Task input START

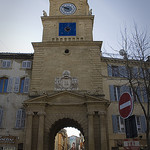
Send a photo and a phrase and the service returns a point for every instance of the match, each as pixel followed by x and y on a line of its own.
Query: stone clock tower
pixel 66 87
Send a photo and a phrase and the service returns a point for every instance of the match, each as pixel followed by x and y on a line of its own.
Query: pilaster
pixel 41 131
pixel 28 141
pixel 91 144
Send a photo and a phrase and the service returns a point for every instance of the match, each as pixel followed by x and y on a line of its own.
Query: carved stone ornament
pixel 44 13
pixel 66 82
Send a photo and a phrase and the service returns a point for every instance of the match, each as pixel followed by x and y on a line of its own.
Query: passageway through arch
pixel 60 124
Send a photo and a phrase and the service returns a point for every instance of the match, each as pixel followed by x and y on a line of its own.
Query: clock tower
pixel 67 44
pixel 66 88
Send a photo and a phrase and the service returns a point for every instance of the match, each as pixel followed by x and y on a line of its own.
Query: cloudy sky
pixel 20 22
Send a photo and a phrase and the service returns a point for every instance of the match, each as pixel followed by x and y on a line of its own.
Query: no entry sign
pixel 125 105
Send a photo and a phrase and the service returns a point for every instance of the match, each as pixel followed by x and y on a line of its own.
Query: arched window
pixel 3 84
pixel 1 116
pixel 24 85
pixel 20 118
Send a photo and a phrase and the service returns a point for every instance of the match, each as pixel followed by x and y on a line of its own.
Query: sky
pixel 20 22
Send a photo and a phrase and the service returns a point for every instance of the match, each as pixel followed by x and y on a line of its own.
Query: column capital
pixel 41 113
pixel 91 113
pixel 29 113
pixel 102 113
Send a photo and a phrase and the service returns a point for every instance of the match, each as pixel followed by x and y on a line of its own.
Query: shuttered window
pixel 3 85
pixel 117 71
pixel 20 118
pixel 1 116
pixel 26 64
pixel 119 124
pixel 17 84
pixel 141 124
pixel 116 91
pixel 6 63
pixel 24 85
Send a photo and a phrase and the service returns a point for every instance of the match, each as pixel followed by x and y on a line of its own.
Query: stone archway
pixel 47 114
pixel 60 124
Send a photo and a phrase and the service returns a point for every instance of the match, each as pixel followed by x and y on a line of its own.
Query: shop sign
pixel 131 144
pixel 7 139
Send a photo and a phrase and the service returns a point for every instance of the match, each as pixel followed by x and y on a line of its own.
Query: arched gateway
pixel 48 114
pixel 67 84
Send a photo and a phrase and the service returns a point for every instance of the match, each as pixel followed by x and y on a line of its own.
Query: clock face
pixel 67 8
pixel 67 29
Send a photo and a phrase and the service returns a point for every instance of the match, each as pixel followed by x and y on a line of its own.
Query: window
pixel 6 63
pixel 3 85
pixel 115 71
pixel 22 85
pixel 26 64
pixel 20 118
pixel 118 124
pixel 20 146
pixel 1 116
pixel 116 91
pixel 141 124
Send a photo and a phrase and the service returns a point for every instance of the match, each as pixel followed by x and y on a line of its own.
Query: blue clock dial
pixel 67 29
pixel 67 8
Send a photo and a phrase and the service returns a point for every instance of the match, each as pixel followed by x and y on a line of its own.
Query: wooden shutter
pixel 123 72
pixel 29 64
pixel 144 95
pixel 1 116
pixel 26 85
pixel 10 85
pixel 111 92
pixel 139 93
pixel 109 69
pixel 24 64
pixel 134 72
pixel 4 64
pixel 143 124
pixel 18 118
pixel 8 63
pixel 23 115
pixel 114 122
pixel 124 89
pixel 17 85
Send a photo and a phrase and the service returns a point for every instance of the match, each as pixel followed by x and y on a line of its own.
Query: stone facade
pixel 70 86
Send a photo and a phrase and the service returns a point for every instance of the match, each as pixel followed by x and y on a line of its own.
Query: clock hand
pixel 66 8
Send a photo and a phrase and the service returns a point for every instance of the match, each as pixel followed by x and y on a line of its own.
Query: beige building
pixel 72 85
pixel 61 140
pixel 15 75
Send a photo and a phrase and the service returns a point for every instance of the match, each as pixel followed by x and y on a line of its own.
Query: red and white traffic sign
pixel 125 105
pixel 131 144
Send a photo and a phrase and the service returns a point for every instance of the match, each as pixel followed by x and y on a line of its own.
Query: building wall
pixel 12 100
pixel 116 139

Task input END

Your objective – An exact copy of the entries from the line containing "Query: red and white traffic sign" through the last line is the expected answer.

The answer –
Query: red and white traffic sign
pixel 125 105
pixel 131 144
Send a photo and a phrase and the service returns a point for every instance of the match, each as pixel followed by x and y on a line of its own.
Query: building wall
pixel 12 100
pixel 116 139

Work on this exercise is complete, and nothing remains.